On Saturday night, Syrian gunmen fired at an
IDF jeep patrolling the northern border. There were no injuries, but the
vehicle sustained light damage. IDF spokesman for the international
press Lt. Col. Peter Lerner, said, "Our understanding is that it wasn't
stray fire."
Syrian gunmen then reportedly fired automatic
weapons at an IDF patrol a second time, on Sunday morning, prompting an
IDF response. The IDF fired a Spike NLOS guided missile at the Syrian
post, destroying it. Two Syrians were apparently wounded in the fire,
Channel 10 reported.
The IDF Spokesperson Unit confirmed that "the
military returned fire at a Syrian post after an IDF patrol came under
machine-gun fire. The target was destroyed using precision fire."
Defense Minister Moshe Ya'alon called the
Syrian fire a "violation of Israel's sovereignty. We take the fact that
Syrian shots were fired at an IDF patrol in Israeli territory last night
and this morning very seriously," he said.
"Any ... fire from the Syrian side will be
answered immediately by silencing the sources of fire when we identify
them," Ya'alon said.
"Following the attack, the IDF returned fire,
in accordance with government policy: Israel will respond immediately to
any violation of Israeli sovereignty or fire from the Syrian side,
identifying the source of the fire and neutralizing it. We will not
allow the Syrian army, or any other element, to violate Israeli
sovereignty by firing on our territory."

Listed entries:
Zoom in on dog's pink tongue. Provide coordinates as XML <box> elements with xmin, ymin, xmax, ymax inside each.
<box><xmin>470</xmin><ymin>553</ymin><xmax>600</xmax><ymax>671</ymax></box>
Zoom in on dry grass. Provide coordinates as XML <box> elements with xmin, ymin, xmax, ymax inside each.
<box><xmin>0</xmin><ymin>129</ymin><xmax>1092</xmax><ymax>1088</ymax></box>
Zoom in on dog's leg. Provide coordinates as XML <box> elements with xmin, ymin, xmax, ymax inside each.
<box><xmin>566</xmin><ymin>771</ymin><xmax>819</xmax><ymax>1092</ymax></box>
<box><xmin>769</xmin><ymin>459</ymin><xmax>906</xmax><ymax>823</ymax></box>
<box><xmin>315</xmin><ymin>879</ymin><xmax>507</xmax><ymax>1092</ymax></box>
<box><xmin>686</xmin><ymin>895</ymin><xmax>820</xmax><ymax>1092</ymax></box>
==
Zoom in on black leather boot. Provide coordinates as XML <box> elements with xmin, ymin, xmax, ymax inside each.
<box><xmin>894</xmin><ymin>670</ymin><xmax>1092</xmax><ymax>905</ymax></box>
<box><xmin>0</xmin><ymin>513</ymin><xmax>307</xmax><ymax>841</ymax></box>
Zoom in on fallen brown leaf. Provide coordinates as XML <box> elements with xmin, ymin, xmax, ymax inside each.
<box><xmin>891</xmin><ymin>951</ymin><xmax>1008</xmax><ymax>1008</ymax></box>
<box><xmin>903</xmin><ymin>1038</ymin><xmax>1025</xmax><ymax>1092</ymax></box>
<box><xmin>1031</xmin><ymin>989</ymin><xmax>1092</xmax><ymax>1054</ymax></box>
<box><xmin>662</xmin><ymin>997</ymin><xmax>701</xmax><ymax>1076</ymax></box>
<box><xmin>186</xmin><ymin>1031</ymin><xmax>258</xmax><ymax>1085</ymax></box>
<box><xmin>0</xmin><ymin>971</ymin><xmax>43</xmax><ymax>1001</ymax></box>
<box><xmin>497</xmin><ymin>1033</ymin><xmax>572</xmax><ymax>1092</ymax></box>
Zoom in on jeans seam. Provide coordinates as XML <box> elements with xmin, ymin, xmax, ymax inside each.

Things to do:
1: In the report on the Syrian border fire, what weapon did the IDF use to destroy the Syrian post?
2: Continue the report on the Syrian border fire from the point where it ends.

Answers below:
1: A Spike NLOS guided missile.

2:
Israel has filed a complaint with the United
Nations over the incidents, an IDF spokesperson told Israel Hayom. The
Syrian gunfire disrupted work on the border fence, the spokesperson
added.
Amos Gilad, a senior Israeli Defence Ministry
official, said battles between Syrian government forces and Syrian
rebels sometimes take place just a short distance from Israeli lines.
"At times, shells or bullets are fired at
Israel. Usually the shooting (from Syria) is not deliberate, but it
doesn't matter," he told Army Radio.
"Israel should not be the target of any
attack, whether intentional or unintentional - because after all, if you
accept something that was unintentional, that could lead to something
intentional in the end," Gilad said.
The top inner forum of ministers — the
diplomatic-security cabinet — convened for the first time on Sunday to
debate the escalating tensions on Israel's border with Syria.
A senior defense official said that though the meeting
had been scheduled in advance, and meant to provide the newly appointed
ministers with an overview of basic security issues, the meeting became
urgent when the tension on the border rapidly escalated.
Syrian regime forces routed rebels in fighting
on the edge of the Golan Heights last week, leaving at least 35 dead,
activists said Saturday, as the country's civil war reached the doorstep
of the strategic plateau.
The rebel effort to overrun the Quneitra
region along the cease-fire line separating Syria and Israel has
heightened worries that Islamic extremists among those fighting Syrian
President Bashar al-Assad could take over the front line with IDF troops
and gain a potential staging ground for attacks on the Jewish state.
The frontier has largely been calm in the
nearly four decades since the two countries fought a war over the Golan
Heights that ended with a U.N.-monitored cease-fire. But Israeli
military officials have expressed concern that a rebel takeover could
upset the calm maintained by Assad and his predecessor and father the
late Hafez Assad.
Those fears have been compounded by increasing
influence wielded by extremist groups over the divided rebels and the
increasing international isolation of the regime.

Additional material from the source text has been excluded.